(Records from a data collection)

- - -

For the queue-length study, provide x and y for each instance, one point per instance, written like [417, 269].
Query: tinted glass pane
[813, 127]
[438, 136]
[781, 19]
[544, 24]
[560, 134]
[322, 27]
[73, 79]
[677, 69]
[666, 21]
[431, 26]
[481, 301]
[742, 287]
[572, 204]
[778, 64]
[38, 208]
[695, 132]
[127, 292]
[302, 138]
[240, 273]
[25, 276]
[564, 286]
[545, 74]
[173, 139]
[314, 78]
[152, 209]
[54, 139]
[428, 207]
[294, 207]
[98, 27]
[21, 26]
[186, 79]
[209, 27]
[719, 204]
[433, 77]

- - -

Required action
Print out the data exactly once more.

Response to the task
For the queue-length study, provide x and y for each instance, one point per instance, written like [417, 269].
Query: tinted glass pane
[813, 127]
[438, 136]
[781, 19]
[544, 24]
[560, 134]
[322, 27]
[73, 79]
[677, 69]
[666, 21]
[431, 26]
[481, 301]
[742, 287]
[572, 204]
[778, 64]
[38, 208]
[695, 132]
[127, 292]
[302, 138]
[240, 273]
[25, 276]
[564, 286]
[545, 74]
[173, 139]
[314, 78]
[152, 209]
[54, 139]
[428, 207]
[294, 207]
[98, 27]
[21, 26]
[186, 79]
[209, 27]
[719, 204]
[433, 77]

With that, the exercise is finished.